Record list
* BEGIN *

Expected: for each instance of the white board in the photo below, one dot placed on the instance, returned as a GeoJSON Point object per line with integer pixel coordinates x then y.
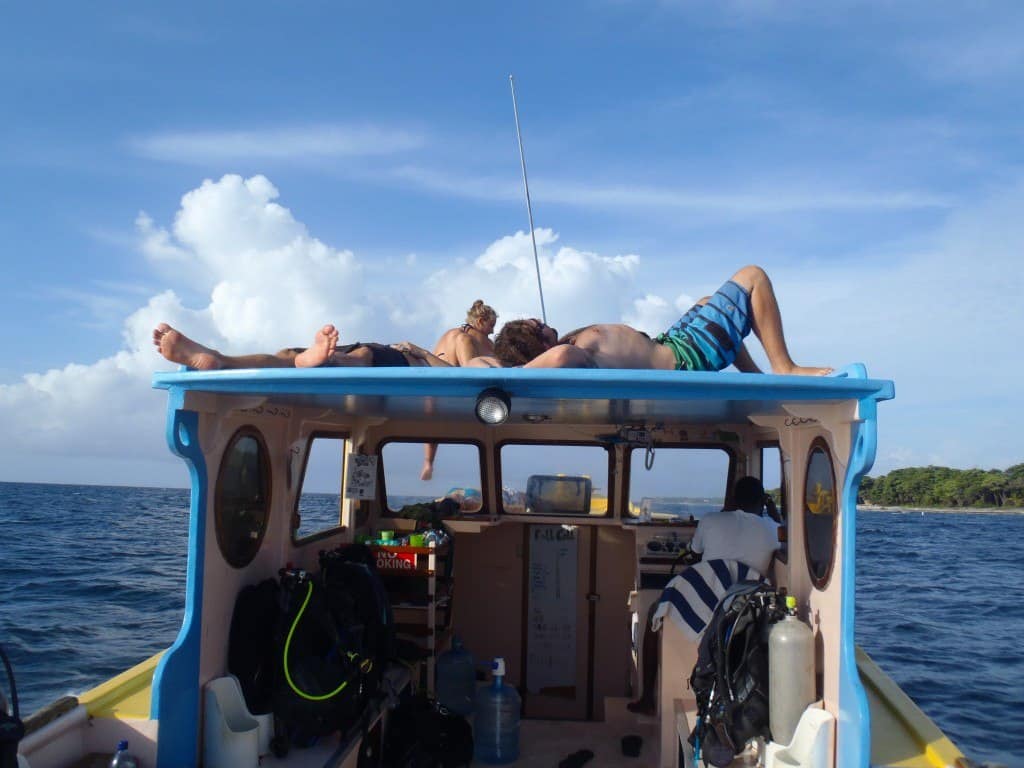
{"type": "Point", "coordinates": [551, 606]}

* END *
* BEGIN *

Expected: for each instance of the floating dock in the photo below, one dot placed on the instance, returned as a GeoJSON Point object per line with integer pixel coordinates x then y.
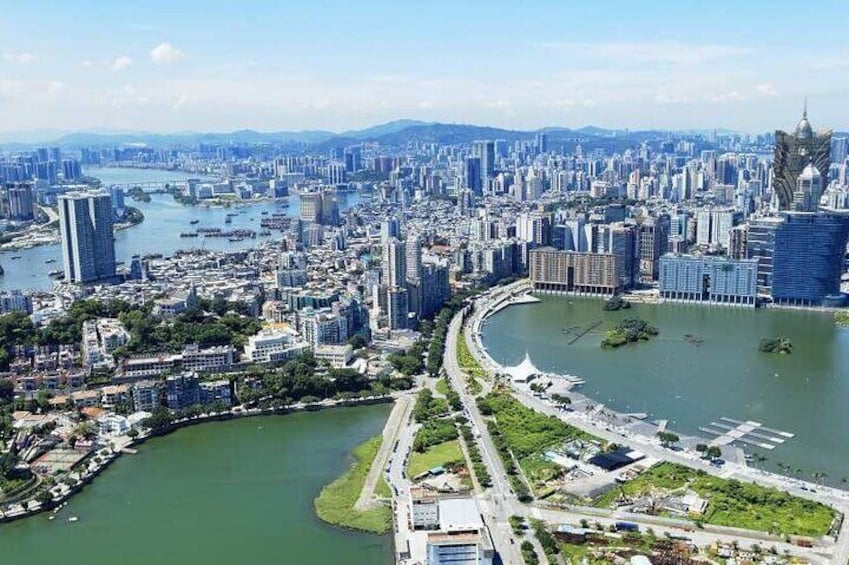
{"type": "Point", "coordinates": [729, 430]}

* END *
* BEGIN *

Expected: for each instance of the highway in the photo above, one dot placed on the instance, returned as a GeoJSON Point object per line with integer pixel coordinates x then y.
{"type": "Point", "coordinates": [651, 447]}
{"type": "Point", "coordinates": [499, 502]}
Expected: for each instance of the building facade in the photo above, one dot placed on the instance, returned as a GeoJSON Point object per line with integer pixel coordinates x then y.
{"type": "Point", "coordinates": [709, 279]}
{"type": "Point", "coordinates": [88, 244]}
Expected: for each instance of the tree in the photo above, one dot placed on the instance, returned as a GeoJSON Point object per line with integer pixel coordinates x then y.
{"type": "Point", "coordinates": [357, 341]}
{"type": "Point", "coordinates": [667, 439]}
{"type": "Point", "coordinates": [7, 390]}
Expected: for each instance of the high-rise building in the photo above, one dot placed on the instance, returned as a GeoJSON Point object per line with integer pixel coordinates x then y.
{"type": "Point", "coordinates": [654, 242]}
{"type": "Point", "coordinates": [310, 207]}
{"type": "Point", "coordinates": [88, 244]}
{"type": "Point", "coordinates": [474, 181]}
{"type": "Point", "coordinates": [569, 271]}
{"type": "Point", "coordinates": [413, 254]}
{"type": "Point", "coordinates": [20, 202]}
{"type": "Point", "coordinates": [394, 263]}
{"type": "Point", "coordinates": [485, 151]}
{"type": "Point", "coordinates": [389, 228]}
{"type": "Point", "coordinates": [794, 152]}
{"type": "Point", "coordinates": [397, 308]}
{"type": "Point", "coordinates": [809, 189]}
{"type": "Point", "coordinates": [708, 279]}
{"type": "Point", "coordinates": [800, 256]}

* END *

Short task
Find each line in the listing above that contains the word "highway", and copy those lines out.

Written solution
Expected: for each instance of the highway in the photo above, one dot placed on the instance, returned as a GeoJSON Point object per line with integer pixel coordinates x then y.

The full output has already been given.